_Work order_
Extract each line from the entries below that has the string "blue" in it.

=-=-=-=-=

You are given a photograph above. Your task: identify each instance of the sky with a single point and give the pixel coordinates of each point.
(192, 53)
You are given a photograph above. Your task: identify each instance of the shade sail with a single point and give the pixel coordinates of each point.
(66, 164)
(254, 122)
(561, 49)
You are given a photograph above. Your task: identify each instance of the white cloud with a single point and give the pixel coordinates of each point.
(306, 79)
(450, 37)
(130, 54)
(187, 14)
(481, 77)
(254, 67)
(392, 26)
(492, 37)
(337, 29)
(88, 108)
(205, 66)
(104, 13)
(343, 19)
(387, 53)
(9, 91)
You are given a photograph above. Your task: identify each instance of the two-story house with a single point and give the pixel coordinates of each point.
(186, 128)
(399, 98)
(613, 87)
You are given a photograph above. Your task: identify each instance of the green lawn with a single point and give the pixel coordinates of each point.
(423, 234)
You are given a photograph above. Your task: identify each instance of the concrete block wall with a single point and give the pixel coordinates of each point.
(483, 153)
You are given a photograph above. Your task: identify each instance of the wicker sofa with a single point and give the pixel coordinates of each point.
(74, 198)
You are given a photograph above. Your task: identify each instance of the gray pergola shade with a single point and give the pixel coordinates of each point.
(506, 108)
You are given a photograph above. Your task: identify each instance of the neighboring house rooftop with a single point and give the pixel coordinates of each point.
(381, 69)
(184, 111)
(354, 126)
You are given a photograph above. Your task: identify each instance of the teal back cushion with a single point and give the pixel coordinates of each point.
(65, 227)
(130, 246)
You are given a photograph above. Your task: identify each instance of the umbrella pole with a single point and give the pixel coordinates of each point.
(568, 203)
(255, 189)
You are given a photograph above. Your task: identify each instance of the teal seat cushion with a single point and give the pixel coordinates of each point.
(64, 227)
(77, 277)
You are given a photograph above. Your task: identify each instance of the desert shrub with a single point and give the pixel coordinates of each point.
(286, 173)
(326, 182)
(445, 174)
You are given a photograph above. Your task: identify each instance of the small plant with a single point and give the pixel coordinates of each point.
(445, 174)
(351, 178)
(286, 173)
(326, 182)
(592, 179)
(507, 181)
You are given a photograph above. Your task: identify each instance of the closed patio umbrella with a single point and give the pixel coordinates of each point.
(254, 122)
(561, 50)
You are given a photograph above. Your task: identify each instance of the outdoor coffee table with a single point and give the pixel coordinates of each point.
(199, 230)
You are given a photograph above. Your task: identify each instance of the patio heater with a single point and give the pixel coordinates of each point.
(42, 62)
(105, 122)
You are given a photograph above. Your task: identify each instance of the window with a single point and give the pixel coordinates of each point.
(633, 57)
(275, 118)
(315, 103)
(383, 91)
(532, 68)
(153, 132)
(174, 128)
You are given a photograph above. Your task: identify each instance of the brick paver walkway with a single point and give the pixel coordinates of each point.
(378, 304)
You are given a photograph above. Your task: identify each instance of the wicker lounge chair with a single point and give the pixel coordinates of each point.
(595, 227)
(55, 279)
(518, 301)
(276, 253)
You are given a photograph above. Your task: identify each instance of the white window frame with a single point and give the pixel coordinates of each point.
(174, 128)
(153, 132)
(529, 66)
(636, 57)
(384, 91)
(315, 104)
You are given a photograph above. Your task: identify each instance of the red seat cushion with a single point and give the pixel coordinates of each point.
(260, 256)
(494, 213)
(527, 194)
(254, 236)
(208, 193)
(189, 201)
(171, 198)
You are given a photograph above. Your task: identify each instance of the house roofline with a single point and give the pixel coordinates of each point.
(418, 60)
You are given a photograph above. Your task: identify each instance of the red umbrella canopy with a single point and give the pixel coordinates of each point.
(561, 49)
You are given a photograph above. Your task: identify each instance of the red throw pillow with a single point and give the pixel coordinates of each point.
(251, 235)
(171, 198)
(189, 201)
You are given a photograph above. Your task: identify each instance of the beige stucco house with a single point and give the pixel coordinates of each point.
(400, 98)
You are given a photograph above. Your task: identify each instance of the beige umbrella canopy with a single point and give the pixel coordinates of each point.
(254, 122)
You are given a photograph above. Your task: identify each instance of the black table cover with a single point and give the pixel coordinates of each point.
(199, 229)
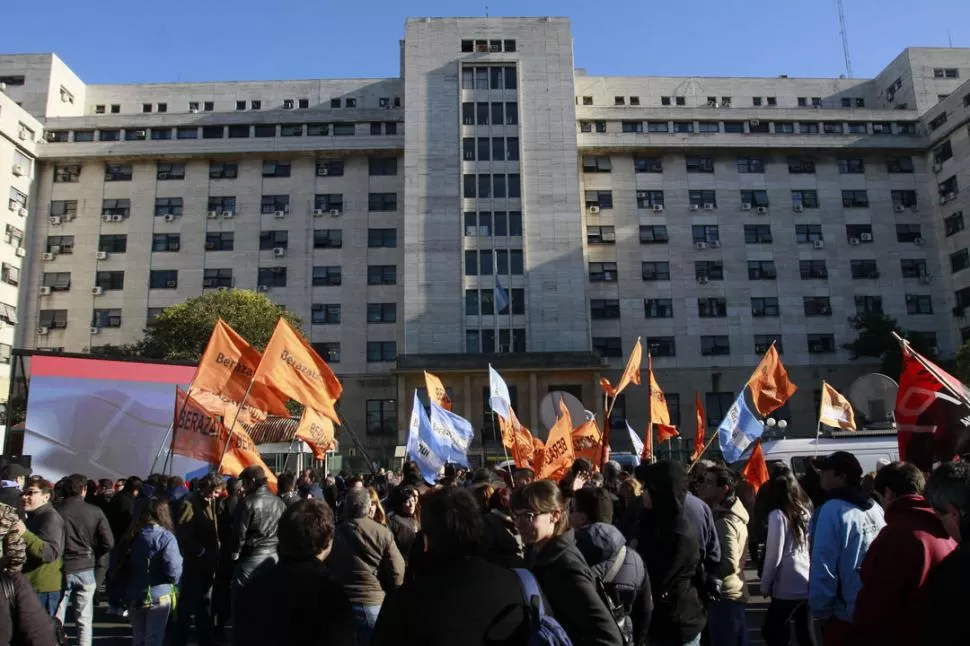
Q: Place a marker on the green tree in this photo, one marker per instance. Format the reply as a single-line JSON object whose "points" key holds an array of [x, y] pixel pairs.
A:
{"points": [[180, 332]]}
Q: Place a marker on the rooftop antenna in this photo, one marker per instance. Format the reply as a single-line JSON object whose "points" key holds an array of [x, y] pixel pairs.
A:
{"points": [[845, 39]]}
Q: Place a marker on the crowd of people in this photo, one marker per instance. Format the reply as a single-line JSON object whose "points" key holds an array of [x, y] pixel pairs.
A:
{"points": [[603, 557]]}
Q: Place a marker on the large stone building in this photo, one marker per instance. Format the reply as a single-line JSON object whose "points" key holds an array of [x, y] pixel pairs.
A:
{"points": [[710, 216]]}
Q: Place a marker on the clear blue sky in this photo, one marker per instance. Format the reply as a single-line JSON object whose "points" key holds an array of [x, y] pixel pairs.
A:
{"points": [[114, 41]]}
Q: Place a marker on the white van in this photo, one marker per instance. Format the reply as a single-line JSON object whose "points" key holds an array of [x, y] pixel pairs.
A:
{"points": [[873, 449]]}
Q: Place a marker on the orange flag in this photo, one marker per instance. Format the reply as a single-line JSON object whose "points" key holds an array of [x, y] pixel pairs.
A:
{"points": [[701, 427], [631, 374], [587, 441], [226, 367], [558, 455], [317, 431], [769, 383], [756, 470], [437, 394], [659, 413], [198, 434], [291, 366]]}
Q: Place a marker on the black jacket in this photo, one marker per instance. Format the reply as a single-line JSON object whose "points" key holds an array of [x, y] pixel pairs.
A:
{"points": [[294, 602], [667, 542], [600, 545], [568, 583], [87, 535], [29, 624], [488, 604], [255, 521]]}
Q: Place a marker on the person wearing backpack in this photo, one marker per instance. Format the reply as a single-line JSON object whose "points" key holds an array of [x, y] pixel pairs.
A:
{"points": [[560, 568], [618, 569]]}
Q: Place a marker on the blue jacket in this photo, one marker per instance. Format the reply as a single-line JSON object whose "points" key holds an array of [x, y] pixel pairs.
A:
{"points": [[155, 565], [841, 530]]}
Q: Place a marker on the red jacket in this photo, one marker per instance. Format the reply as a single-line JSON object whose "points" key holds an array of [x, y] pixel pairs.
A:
{"points": [[892, 604]]}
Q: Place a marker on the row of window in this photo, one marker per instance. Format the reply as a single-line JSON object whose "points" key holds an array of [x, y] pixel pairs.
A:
{"points": [[749, 199], [748, 164], [761, 306], [235, 131]]}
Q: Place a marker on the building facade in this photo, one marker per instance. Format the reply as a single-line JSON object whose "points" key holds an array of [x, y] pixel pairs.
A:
{"points": [[495, 204]]}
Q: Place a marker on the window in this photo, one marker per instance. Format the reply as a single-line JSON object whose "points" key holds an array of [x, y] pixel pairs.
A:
{"points": [[751, 165], [216, 278], [53, 319], [700, 164], [110, 280], [602, 272], [270, 204], [169, 171], [715, 345], [855, 199], [709, 270], [813, 270], [904, 198], [325, 314], [817, 306], [953, 224], [900, 165], [382, 238], [269, 240], [655, 271], [271, 277], [765, 307], [113, 243], [382, 165], [381, 414], [757, 234], [168, 206], [600, 235], [223, 170], [919, 304], [116, 207], [69, 173], [912, 267], [610, 346], [908, 233], [604, 308], [705, 233], [58, 281], [863, 269], [382, 202], [378, 351]]}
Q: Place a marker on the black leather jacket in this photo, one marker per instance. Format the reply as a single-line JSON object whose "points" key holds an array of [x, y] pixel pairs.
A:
{"points": [[255, 521]]}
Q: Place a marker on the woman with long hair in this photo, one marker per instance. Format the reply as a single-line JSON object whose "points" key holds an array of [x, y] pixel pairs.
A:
{"points": [[787, 562], [146, 567], [559, 567]]}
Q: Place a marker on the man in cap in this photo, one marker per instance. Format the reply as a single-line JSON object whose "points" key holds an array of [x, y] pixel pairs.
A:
{"points": [[841, 530]]}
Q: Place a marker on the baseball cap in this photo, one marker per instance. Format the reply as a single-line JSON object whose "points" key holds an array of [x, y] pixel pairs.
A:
{"points": [[841, 462]]}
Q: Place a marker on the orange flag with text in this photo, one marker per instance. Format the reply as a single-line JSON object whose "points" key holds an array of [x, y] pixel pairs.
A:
{"points": [[291, 366]]}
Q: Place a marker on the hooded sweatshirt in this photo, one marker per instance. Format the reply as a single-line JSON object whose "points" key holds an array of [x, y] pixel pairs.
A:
{"points": [[842, 530]]}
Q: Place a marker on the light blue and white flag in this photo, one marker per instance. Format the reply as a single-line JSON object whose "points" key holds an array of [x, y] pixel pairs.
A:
{"points": [[423, 447], [498, 394], [454, 434], [738, 430]]}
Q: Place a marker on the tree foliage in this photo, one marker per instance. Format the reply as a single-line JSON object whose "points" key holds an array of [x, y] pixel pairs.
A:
{"points": [[180, 332]]}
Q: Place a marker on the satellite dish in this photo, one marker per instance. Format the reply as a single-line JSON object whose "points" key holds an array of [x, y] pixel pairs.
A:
{"points": [[549, 409], [874, 397]]}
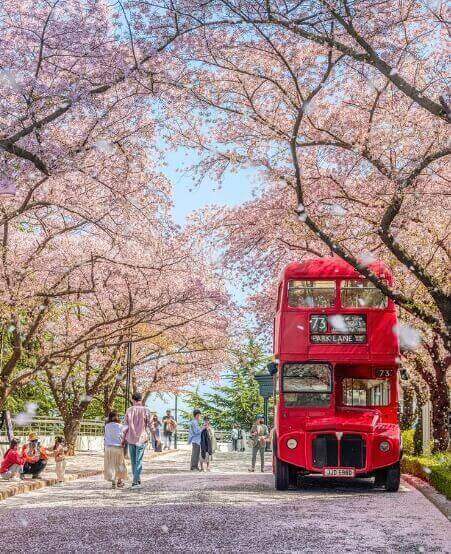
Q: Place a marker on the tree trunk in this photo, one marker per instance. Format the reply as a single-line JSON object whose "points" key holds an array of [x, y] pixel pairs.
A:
{"points": [[71, 429], [440, 407], [418, 435], [408, 410]]}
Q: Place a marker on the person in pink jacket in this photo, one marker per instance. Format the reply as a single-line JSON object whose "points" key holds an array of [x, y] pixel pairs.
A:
{"points": [[12, 463]]}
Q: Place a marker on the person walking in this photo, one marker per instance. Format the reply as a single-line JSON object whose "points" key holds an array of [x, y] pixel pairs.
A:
{"points": [[35, 456], [12, 463], [241, 439], [114, 469], [206, 445], [194, 435], [136, 435], [259, 438], [59, 452], [235, 437], [169, 427], [155, 425]]}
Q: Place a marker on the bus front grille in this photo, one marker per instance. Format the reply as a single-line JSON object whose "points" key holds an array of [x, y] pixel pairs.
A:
{"points": [[353, 451], [325, 451]]}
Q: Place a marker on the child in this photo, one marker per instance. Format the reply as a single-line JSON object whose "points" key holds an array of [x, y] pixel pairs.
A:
{"points": [[114, 461], [59, 451], [12, 463]]}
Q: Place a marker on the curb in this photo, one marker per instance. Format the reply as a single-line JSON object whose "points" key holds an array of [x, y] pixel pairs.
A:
{"points": [[439, 500], [32, 485]]}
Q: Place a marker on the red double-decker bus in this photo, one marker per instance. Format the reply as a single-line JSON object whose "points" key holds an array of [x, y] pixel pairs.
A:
{"points": [[335, 376]]}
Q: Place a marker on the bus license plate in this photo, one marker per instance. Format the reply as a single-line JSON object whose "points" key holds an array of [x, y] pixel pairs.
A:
{"points": [[339, 472]]}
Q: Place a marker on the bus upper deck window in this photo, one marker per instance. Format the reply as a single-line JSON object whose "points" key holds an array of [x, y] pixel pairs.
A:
{"points": [[361, 293], [366, 392], [307, 384], [311, 294]]}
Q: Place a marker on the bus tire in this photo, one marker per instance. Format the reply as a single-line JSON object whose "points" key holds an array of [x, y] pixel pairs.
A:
{"points": [[282, 474], [393, 478]]}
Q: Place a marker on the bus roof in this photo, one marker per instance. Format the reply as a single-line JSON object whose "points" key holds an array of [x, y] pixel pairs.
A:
{"points": [[331, 267]]}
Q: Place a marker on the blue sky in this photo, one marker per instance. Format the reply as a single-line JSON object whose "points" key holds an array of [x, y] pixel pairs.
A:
{"points": [[236, 189]]}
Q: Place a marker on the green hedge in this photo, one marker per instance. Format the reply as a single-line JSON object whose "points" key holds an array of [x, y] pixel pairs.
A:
{"points": [[407, 442], [436, 470]]}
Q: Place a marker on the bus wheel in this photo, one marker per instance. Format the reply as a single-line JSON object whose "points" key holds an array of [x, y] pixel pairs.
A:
{"points": [[393, 478], [282, 475]]}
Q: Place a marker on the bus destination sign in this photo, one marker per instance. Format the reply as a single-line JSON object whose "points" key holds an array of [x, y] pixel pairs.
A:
{"points": [[345, 329]]}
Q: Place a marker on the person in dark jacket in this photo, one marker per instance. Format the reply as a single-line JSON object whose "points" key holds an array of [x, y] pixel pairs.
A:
{"points": [[206, 445]]}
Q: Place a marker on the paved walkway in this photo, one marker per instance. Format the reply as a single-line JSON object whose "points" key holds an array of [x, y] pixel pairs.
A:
{"points": [[82, 465], [227, 510]]}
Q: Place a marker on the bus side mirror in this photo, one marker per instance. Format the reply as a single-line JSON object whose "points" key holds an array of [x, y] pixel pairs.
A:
{"points": [[272, 368], [404, 374]]}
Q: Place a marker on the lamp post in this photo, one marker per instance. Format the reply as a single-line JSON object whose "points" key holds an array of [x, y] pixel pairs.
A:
{"points": [[175, 416], [128, 378]]}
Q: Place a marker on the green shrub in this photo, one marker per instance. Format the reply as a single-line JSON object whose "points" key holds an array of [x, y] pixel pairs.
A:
{"points": [[407, 442], [436, 470]]}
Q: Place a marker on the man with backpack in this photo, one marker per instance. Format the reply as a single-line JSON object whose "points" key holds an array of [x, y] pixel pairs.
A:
{"points": [[169, 427]]}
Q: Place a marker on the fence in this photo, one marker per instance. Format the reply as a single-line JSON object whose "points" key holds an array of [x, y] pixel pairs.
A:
{"points": [[53, 426]]}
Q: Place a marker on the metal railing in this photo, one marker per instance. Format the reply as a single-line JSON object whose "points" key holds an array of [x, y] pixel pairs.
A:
{"points": [[53, 426]]}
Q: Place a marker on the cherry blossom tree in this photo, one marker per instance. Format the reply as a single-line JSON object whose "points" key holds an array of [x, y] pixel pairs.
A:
{"points": [[352, 156]]}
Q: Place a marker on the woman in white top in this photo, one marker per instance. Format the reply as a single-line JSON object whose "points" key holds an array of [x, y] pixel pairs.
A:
{"points": [[114, 461]]}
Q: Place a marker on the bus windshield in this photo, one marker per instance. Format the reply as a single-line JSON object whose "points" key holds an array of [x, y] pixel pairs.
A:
{"points": [[306, 384], [366, 392]]}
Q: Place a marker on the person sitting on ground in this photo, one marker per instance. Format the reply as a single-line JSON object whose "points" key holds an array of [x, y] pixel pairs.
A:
{"points": [[12, 463], [35, 457], [169, 427], [114, 460], [59, 452], [206, 445]]}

=-=-=-=-=

_Response to this task_
Q: Place a marker on the clear blue sky in this photo, one marker per instance. Format the reply as a single-line JSON object whose "points" key holds an array of [x, y] pixel pairs.
Q: Place a marker on the blue jacket in this photo, one marker per instance. Format the reply as a single-line JSON object whose "points" key holds an array of [x, y] pixel pairs.
Q: Place a marker on the light blue and white flag in this photo, one marker per instance. Format the reply as a single-line JSON object whose "points" key holds an array of [x, y] pixel pairs.
Q: Place a marker on the blue sky in this photo, one marker per instance. Format the reply as a single-line JSON object whose "points" key holds an array of [x, y] pixel pairs.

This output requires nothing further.